• GIVEN PROBLEM:
Write out the rows again from the start through the line with "left=245, top=96, right=304, bottom=211", changing "detector" to "finder" and leaving everything else the same.

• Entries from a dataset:
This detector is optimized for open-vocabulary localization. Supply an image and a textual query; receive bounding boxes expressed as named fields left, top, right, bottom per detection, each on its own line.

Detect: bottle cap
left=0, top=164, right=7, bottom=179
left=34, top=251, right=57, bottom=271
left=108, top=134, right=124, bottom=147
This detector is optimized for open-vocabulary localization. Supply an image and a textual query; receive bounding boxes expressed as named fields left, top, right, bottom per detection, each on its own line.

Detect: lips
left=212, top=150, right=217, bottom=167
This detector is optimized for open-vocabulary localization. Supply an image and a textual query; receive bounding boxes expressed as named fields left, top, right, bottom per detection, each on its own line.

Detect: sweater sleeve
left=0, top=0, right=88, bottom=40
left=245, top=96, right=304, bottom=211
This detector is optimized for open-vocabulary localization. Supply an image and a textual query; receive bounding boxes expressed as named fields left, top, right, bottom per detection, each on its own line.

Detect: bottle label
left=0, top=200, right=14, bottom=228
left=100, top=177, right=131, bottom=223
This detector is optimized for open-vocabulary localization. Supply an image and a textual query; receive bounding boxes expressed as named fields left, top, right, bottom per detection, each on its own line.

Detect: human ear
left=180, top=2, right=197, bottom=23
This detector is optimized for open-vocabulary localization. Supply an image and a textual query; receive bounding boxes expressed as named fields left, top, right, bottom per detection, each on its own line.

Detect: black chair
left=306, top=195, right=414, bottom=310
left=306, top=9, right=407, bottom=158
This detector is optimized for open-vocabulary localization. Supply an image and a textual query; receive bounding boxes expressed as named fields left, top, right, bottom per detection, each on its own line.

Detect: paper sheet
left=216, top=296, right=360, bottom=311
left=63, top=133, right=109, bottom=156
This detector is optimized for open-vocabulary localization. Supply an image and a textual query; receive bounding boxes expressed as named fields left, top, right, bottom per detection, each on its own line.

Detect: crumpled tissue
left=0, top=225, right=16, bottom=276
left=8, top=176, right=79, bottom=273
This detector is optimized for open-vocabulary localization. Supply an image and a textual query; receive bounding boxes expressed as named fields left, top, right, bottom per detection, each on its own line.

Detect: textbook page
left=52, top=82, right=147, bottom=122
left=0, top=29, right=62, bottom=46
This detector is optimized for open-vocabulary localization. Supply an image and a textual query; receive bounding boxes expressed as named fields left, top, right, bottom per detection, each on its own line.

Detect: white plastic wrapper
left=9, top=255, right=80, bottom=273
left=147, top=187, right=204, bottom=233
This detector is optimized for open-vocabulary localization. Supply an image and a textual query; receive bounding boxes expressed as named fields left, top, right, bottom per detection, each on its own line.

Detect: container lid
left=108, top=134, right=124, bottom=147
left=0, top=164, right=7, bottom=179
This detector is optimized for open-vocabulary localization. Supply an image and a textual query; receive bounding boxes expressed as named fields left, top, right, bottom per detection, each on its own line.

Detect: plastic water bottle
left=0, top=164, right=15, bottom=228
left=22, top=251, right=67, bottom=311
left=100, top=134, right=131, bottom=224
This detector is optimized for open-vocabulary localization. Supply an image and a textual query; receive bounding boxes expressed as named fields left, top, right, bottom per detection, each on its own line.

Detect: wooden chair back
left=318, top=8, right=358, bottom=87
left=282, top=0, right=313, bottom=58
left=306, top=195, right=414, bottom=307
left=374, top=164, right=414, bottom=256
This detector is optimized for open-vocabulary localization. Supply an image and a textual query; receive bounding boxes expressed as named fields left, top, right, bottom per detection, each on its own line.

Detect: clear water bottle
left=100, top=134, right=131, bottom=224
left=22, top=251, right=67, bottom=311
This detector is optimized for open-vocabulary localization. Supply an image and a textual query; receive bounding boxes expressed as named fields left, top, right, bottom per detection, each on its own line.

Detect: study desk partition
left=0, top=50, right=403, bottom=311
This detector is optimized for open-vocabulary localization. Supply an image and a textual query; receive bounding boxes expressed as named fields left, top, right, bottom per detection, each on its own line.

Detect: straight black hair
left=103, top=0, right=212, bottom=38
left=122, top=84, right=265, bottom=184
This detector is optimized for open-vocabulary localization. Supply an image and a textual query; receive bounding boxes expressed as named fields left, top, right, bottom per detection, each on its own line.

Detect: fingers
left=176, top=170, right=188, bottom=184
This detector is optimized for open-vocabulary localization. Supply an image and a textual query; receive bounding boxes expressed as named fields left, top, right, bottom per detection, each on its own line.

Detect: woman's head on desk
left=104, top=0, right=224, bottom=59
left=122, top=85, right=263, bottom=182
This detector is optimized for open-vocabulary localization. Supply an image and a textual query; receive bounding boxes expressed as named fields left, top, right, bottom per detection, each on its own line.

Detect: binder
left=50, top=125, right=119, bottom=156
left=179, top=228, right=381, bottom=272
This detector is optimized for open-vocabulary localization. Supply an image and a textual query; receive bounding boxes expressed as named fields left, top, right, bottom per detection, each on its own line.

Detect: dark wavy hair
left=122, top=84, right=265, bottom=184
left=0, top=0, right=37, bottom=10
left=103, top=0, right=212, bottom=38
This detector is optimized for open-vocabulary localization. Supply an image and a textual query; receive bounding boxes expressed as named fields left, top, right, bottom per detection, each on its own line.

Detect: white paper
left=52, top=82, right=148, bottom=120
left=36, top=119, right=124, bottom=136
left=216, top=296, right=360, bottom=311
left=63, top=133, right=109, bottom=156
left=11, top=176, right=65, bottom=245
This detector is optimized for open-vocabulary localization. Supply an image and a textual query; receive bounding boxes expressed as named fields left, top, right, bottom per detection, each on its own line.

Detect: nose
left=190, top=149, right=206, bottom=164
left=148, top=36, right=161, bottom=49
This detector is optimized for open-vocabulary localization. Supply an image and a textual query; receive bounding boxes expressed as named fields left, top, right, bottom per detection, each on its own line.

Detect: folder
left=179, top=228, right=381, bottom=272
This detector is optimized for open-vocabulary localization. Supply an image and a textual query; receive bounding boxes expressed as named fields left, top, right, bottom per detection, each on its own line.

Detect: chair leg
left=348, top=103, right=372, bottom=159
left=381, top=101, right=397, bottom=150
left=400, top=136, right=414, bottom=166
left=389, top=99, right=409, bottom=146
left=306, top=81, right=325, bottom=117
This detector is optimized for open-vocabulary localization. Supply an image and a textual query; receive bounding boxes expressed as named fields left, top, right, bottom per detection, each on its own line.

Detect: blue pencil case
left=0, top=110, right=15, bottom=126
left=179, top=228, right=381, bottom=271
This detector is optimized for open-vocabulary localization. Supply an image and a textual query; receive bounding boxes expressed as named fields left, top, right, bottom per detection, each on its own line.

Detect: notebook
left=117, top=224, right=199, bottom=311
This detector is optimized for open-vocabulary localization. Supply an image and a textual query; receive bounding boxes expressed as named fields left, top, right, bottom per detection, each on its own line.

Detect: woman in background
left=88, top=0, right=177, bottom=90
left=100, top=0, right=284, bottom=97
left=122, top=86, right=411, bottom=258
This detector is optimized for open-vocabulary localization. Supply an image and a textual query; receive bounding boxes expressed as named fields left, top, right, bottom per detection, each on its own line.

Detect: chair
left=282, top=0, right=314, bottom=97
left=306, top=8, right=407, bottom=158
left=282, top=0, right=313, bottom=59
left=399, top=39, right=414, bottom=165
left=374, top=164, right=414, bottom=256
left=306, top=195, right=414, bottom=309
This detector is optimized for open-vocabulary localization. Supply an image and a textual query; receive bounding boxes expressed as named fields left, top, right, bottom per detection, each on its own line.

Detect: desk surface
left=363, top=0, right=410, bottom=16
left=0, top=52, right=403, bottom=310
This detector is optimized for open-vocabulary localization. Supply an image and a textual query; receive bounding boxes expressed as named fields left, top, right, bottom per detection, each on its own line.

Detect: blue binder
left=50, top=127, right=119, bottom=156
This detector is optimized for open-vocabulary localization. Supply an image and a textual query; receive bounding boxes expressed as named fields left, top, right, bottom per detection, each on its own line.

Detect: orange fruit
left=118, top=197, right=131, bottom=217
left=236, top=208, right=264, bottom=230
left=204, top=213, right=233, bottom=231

• RESULT FOR THIS EXERCISE:
This finder is optimized for open-vocabulary localization. Supply an image and a textual query; receive bounding boxes expressed as named fields left, top, right, bottom per detection, each on its own line.

Detect: bottle cap
left=0, top=164, right=7, bottom=179
left=34, top=251, right=57, bottom=271
left=108, top=134, right=124, bottom=147
This finder is optimized for open-vocabulary localization. Supply an image and a textual query; receive bounding boxes expressed as named fields left, top, right, bottom per detection, each on its own line.

Detect: lips
left=212, top=150, right=217, bottom=167
This finder is optimized for open-vocabulary localization. Supply an image and a textual query; receive bounding boxes expressed as named fields left, top, right, bottom per detection, each on its own line.

Detect: sweater sleeve
left=0, top=0, right=88, bottom=40
left=245, top=96, right=304, bottom=211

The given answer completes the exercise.